Segment Start: Provided entries

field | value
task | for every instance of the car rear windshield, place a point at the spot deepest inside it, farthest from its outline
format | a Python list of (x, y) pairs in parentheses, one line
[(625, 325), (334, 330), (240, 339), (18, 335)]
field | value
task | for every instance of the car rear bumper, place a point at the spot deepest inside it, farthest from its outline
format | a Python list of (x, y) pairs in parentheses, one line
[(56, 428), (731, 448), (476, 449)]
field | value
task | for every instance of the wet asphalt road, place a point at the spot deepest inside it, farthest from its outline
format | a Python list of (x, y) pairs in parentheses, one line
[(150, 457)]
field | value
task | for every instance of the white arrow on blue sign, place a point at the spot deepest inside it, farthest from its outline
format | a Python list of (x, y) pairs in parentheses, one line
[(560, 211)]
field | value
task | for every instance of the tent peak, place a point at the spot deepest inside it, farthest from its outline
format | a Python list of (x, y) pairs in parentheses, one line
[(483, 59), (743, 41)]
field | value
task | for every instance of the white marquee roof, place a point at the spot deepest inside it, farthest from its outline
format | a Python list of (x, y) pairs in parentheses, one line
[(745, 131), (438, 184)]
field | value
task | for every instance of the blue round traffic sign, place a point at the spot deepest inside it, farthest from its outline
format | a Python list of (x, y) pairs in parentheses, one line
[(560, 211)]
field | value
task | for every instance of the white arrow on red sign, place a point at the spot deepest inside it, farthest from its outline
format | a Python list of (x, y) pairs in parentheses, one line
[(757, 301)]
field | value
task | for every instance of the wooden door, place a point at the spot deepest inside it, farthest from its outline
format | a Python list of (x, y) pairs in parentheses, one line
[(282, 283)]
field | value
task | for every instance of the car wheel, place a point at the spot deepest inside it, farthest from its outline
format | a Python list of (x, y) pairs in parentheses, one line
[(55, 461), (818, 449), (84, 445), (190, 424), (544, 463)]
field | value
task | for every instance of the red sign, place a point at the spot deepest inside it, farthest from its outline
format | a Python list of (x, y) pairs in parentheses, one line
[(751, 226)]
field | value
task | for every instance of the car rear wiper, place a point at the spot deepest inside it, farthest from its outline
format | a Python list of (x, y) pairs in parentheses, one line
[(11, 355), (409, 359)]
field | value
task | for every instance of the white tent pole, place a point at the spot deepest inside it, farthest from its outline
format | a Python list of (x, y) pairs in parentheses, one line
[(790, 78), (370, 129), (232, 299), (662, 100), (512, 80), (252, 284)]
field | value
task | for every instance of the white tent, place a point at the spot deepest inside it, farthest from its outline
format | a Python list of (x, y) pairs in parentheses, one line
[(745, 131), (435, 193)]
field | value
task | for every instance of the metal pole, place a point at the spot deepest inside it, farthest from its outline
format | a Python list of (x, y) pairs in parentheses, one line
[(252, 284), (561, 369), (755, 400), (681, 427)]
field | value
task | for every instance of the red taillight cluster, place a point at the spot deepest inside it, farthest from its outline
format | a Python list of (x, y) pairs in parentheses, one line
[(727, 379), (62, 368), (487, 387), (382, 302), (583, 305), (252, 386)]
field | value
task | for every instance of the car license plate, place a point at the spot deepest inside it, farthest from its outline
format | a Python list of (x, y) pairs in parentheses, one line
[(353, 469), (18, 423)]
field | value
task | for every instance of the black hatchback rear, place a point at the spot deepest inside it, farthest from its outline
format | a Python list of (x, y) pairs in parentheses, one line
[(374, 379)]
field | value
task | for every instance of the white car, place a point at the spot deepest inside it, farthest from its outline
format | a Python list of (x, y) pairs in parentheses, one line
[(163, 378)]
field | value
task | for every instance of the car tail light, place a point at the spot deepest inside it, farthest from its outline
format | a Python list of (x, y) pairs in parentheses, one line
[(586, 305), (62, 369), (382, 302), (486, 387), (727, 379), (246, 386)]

Segment End: Provided entries

** Aim of the task **
Please write out the whole listing once more, exactly.

** Answer to the problem **
field | value
task | for every instance of the car rear windshield, place a point at the spot deepest inside it, farthest from its outline
format | a Python list of (x, y) pairs in parentheses, one line
[(625, 325), (334, 330), (240, 339), (18, 335)]
field | value
task | for every instance of the car rear bumper, place a point at the spot deepest inside it, farthest from its outline
format | a Python list of (x, y) pairs in parentheses, one line
[(56, 428), (731, 448), (476, 449)]
field | value
task | for every instance of the wet asphalt road, place a point at the spot deepest inside it, farthest from its outline
format | a Python list of (x, y) pairs in parentheses, one line
[(150, 457)]
field | value
task | for every instance of the white arrow on blue sign, place a point at the spot deepest inside it, farthest from its outline
format | a Python list of (x, y) pairs in parentheses, one line
[(560, 211)]
field | value
task | for every instance of the tent peak, place a point at the spot deepest inside it, farthest from its outline
format | a Python list of (x, y) pairs in parentheses, one line
[(483, 59), (743, 41)]
field | value
task | for every instance of the white marquee roof, place a point at the spot deepest inside it, farthest from its outline
format | a Python list of (x, y) pairs in parentheses, one line
[(745, 131), (438, 184)]
field | value
task | for every instance of the blue round traffic sign, place a point at the spot deepest inside it, farthest from its outline
format | a Python list of (x, y) pairs in parentheses, one line
[(560, 211)]
field | value
task | for every instance of the white arrow on red sign, place a point at the spot deepest inside it, farthest from its outline
format | a Python list of (x, y) pairs in parentheses, one line
[(757, 301)]
field | value
task | for every instance of the wooden door, place a point at the spot deepest inside it, farthest from its outline
format | a Python list of (x, y) pairs in parentheses, one line
[(282, 283)]
field | value
task | for every instance of the car wheel, place a point at the spot deepest inside it, farthest from its outline
format | a Python list of (x, y) pairs in parentheses, one line
[(55, 461), (818, 449), (84, 445), (190, 424), (544, 463)]
field | value
task | for every instance of the red sign, place a point at the spot deepest inside it, farthest from its outline
format | a Python list of (x, y) pairs in parentheses, one line
[(751, 226)]
field | value
task | for every instance of the car rear wiper, place a point at the spot deepest inside it, farthest from its outline
format | a Python list of (x, y) pairs in parentheses, one line
[(11, 355), (409, 359)]
field | value
task | for every instance of the white tent pole, place a point at the spot deepest inside it, farthest from its outline
format | a Python list of (x, y) pairs in parentheses, one line
[(790, 78), (370, 129), (232, 299), (662, 100), (512, 80), (252, 284)]
field | value
task | for every instance of the white tent, place a point at the spot deepest inside it, farthest from its outline
format | a Python list of (x, y) pairs in parentheses, one line
[(745, 131), (435, 193)]
field | value
task | for every instance of the metal pole, place a point at the spot deepest inside it, farthest from its outline
format | a Python list of (x, y) pairs in parentheses, one line
[(252, 284), (561, 369), (755, 400), (681, 427)]
field | value
task | for every instance of the red taillight cluster, place a point at the spot deepest inside it, farthest from its outline
format | a Python list of (x, y) pairs in parentheses, one line
[(727, 379), (62, 368), (487, 387), (382, 302), (583, 305), (252, 386)]
field | value
task | for every instance of the car license plate, place a point at the spot deepest inside it, farthest from its outline
format | a Python list of (x, y) pairs in parentheses, one line
[(353, 469), (18, 423)]
field | value
task | for every instance of the black hatchback rear, place a point at the spot deepest inside it, farthest from its outline
format | a Python list of (x, y) pairs in parentheses, one line
[(374, 379)]
field | value
task | for every instance of the white car, place a point at the spot deepest inside it, farthest from its outline
format | a Python list of (x, y) pairs in parentheses, one line
[(163, 378)]
field | value
task | for every instance of the car tail light, place a point at the spot deepest inside it, farthest from its outline
format | a Python list of (x, y) pairs in parentheses, one line
[(586, 305), (62, 369), (382, 302), (486, 387), (727, 379), (246, 386)]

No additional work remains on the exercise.